* _BRIEF_:
All of the data, from the first line to the last, should be reproduced without alteration.

*** Opening THE INPUT ***

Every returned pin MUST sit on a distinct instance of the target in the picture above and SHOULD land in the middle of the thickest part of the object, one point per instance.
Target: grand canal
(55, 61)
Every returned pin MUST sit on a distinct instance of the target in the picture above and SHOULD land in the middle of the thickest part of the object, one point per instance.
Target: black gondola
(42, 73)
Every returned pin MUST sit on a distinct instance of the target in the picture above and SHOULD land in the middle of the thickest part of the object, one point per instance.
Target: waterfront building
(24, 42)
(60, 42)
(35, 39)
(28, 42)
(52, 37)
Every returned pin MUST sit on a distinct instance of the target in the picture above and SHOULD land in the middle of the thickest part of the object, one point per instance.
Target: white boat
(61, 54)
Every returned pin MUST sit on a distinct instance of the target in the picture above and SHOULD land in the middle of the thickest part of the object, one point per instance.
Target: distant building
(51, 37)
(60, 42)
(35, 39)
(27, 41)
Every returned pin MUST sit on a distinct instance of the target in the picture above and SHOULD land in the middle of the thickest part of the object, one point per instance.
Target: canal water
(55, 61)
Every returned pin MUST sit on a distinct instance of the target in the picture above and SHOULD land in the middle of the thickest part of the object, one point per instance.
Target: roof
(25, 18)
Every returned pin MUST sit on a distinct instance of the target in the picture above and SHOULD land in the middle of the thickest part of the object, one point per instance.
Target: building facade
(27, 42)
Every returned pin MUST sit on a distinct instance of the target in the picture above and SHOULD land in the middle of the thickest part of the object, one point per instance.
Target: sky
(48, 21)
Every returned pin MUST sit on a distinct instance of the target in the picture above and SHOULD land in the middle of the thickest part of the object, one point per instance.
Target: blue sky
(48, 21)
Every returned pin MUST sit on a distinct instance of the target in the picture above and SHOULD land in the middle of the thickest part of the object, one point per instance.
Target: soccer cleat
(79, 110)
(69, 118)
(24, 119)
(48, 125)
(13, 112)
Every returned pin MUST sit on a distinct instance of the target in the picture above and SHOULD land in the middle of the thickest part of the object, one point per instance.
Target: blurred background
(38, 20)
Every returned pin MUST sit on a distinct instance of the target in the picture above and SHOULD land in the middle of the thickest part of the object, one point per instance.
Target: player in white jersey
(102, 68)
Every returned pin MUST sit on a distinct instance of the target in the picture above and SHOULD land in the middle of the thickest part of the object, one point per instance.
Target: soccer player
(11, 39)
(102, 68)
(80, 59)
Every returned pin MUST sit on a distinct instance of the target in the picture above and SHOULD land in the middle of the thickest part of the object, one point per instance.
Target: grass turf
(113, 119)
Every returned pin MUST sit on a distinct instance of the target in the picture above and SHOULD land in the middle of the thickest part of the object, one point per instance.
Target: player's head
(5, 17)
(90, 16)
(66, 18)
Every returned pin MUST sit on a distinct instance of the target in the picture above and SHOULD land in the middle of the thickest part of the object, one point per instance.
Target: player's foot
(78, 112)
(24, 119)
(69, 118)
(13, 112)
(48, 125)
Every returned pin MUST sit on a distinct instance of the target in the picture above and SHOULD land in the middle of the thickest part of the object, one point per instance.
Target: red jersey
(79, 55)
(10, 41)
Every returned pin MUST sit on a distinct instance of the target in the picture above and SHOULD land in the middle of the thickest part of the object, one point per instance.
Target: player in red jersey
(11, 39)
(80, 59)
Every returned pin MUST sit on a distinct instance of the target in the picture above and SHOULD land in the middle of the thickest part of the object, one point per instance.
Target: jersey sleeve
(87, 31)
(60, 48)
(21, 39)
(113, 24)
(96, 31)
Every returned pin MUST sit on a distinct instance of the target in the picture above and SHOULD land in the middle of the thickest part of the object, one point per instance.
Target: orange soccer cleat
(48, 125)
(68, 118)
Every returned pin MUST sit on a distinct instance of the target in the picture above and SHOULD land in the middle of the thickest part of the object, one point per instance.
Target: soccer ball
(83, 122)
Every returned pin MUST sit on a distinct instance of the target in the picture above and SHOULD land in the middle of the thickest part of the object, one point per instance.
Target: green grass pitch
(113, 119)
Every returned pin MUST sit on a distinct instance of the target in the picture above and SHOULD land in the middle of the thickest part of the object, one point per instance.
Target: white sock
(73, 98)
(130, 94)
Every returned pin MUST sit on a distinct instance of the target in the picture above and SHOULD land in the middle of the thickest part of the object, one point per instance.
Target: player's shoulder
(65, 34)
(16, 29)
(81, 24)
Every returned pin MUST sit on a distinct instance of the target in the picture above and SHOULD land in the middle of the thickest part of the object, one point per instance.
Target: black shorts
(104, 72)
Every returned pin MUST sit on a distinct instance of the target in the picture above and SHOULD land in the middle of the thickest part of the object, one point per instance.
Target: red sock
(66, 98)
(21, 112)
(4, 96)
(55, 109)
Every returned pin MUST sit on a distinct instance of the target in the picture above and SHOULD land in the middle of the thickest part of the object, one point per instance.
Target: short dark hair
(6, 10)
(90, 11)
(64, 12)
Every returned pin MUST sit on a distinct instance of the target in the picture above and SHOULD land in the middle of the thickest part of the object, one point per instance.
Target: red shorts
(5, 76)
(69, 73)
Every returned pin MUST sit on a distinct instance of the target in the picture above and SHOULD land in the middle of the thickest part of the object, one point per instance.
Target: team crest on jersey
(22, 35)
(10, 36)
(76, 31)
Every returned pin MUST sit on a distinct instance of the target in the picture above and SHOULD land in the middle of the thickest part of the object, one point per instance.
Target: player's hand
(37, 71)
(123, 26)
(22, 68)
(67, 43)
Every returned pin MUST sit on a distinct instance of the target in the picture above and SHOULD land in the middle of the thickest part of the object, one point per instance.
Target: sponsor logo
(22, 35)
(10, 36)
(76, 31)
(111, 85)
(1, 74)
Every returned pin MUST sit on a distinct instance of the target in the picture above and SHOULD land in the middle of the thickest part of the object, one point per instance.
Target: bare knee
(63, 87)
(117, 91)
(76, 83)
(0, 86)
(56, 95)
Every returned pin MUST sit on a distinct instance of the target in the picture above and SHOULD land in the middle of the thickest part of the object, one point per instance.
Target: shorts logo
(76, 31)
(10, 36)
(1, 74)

*** Closing THE INPUT ***

* _REPLY_:
Every returned pin MUST sit on a distinct instance of the target in the picture above and SHOULD land in the middle of the thickest part of the object, one point per instance.
Target: grand canal
(55, 61)
Every returned pin MUST sit on a distinct instance of the target in the picture above and SHOULD land in the middle of the thickest part of the object, one point per instance.
Target: black gondola
(42, 73)
Every returned pin MUST sit on a distinct instance of the target in the picture above and SHOULD land in the middle of the thickest part of the object, one point per instance.
Target: waterfront building
(24, 42)
(60, 42)
(35, 39)
(28, 42)
(52, 37)
Every returned pin MUST sit on a distinct instance of the target in the picture above and SHOULD land in the middle of the thickest part of the object, one point per instance.
Target: white boat
(61, 54)
Every returned pin MUST sit on a distinct instance of the target in the picture above and SHOULD land in the middle of the thickest part of the object, one point per instance.
Target: distant building
(51, 37)
(60, 42)
(35, 39)
(27, 41)
Every returned pin MUST sit on a distinct instance of the target in the picture above and SHOULD land in the middle of the thickest part of the object, one point per instance.
Target: canal water
(55, 61)
Every returned pin MUST sit on a distinct instance of the target in the picture above and SHOULD land in the middle of the thickest part of the object, one point per instance.
Target: roof
(25, 18)
Every returned pin MUST sit on a distinct instance of the target in the picture above and SHOULD land in the middle of the thickest part of the object, one point per instance.
Target: building facade
(27, 42)
Every returned pin MUST sit on a distinct instance of the target in the picture above and SHOULD land in the middle of the thickest part of the object, one point per instance.
Target: sky
(48, 21)
Every returned pin MUST sit on a distinct instance of the target in the picture above and SHOULD land in the middle of the thickest part of the object, one point per instance.
Target: blue sky
(48, 21)
Every returned pin MUST sit on a distinct instance of the target in the picture above and SHOULD land in the middle of the thickest part of the object, one point per instance.
Target: soccer cleat
(79, 110)
(69, 118)
(24, 119)
(48, 125)
(13, 112)
Every returned pin MUST sit on a distinct instance of the target in the picture above and SHOULD land in the middle of the thickest part of the object, one point per instance.
Target: blurred background
(38, 20)
Every returned pin MUST sit on a distinct instance of the target in the picture above and SHOULD land in the middle of the thickest part of the object, one point per instance.
Target: player in white jersey
(102, 68)
Every returned pin MUST sit on a distinct instance of the target in the picture above and SHOULD land in the middle of the thickest part of the object, one point per instance.
Target: soccer player
(11, 39)
(102, 68)
(80, 59)
Every returned pin MUST sit on a distinct instance of the target in the picture above and SHOULD land in the middle of the thickest part of the object, one point per instance.
Target: grass turf
(113, 119)
Every returned pin MUST sit on a distinct instance of the target in the picture above and SHOULD land in the middle of the thickest part of the object, one point per instance.
Target: player's head
(5, 17)
(90, 16)
(66, 18)
Every returned pin MUST sit on a distinct instance of the target in the picture above and SHOULD land in the middle of the thickest part of the object, one point per instance.
Target: player's foot
(78, 112)
(24, 119)
(69, 118)
(13, 112)
(48, 125)
Every returned pin MUST sit on a distinct instance of the target in the picture above and SHOULD land in the middle of the thickest part of the object, one point per instance.
Target: red jersey
(79, 55)
(10, 41)
Every returned pin MUST sit on a distinct instance of the target in the picture above and SHOULD land in the middle of the thickest part of the object, one point per instance.
Target: player in red jersey
(11, 39)
(80, 59)
Every returned pin MUST sit on a distinct instance of the target in the picture above and SHOULD land in the middle of the thickest part of the object, one point per instance.
Target: jersey sleeve
(87, 31)
(60, 48)
(21, 39)
(113, 24)
(96, 31)
Every returned pin MUST sit on a distinct instance of the target in the picture above and SHOULD land in the middle of the thickest part of the object, one point per instance.
Target: orange soccer cleat
(48, 125)
(68, 118)
Every returned pin MUST sit on a distinct instance of the target in the picture above and SHOULD land in the middle of the thickest part of the object, one point per instance.
Target: soccer ball
(83, 122)
Every returned pin MUST sit on a distinct instance of the target in the picture above and SHOULD land in the middle of the thickest part of the object, one point per instance.
Target: green grass pitch
(113, 119)
Every returned pin MUST sit on a distinct instance of the target in the picture above and SHOULD land in the middle of the thickest part of the object, one point per instance.
Target: white sock
(73, 98)
(130, 94)
Every returned pin MUST sit on a distinct instance of the target in the picture above and SHOULD land in the middle of the thickest part of the object, one point per instance.
Target: player's shoulder
(65, 34)
(16, 29)
(81, 24)
Every returned pin MUST sit on a distinct instance of the target in the picture above and SHOULD land in the middle of the thickest part of the object, one point per instance.
Target: black shorts
(104, 72)
Every returned pin MUST sit on a distinct instance of the target in the picture above and SHOULD land in the middle of the thickest part of the object, one point per instance.
Target: red sock
(66, 98)
(21, 112)
(4, 96)
(55, 109)
Every returned pin MUST sit on a distinct instance of the target in the picture above and SHOULD land in the middle of the thickest part of the object, one point per instance.
Target: short dark hair
(6, 10)
(90, 11)
(64, 12)
Every returned pin MUST sit on a distinct instance of the target in the picture above and SHOULD land in the middle of the thickest part of the object, one point per instance.
Target: red shorts
(5, 76)
(69, 73)
Every returned pin MUST sit on a distinct instance of the target in the picture above and SHOULD land in the middle of the thickest part of the object, one point per instance.
Target: team crest on jersey
(22, 35)
(10, 36)
(76, 31)
Every returned pin MUST sit on a distinct instance of the target in the picture above and SHOULD land in the middle of the thickest part of the object, one point per instance.
Target: player's hand
(37, 71)
(123, 26)
(22, 68)
(67, 43)
Every returned pin MUST sit on a distinct instance of the target in the picture above and SHOULD land in the middle of the thickest part of the object, one point per instance.
Target: sponsor logo
(22, 35)
(10, 36)
(76, 31)
(111, 85)
(1, 74)
Every returned pin MUST sit on a distinct instance of the target in the picture above and SHOULD land in the middle of the thickest part of the object, one point per instance.
Target: bare knee
(63, 87)
(117, 91)
(76, 83)
(0, 86)
(56, 95)
Every returned pin MUST sit on a distinct instance of the target in the picture above and SHOULD land in the middle of the thickest part of the object, one point per instance.
Target: shorts logo
(76, 31)
(10, 36)
(1, 74)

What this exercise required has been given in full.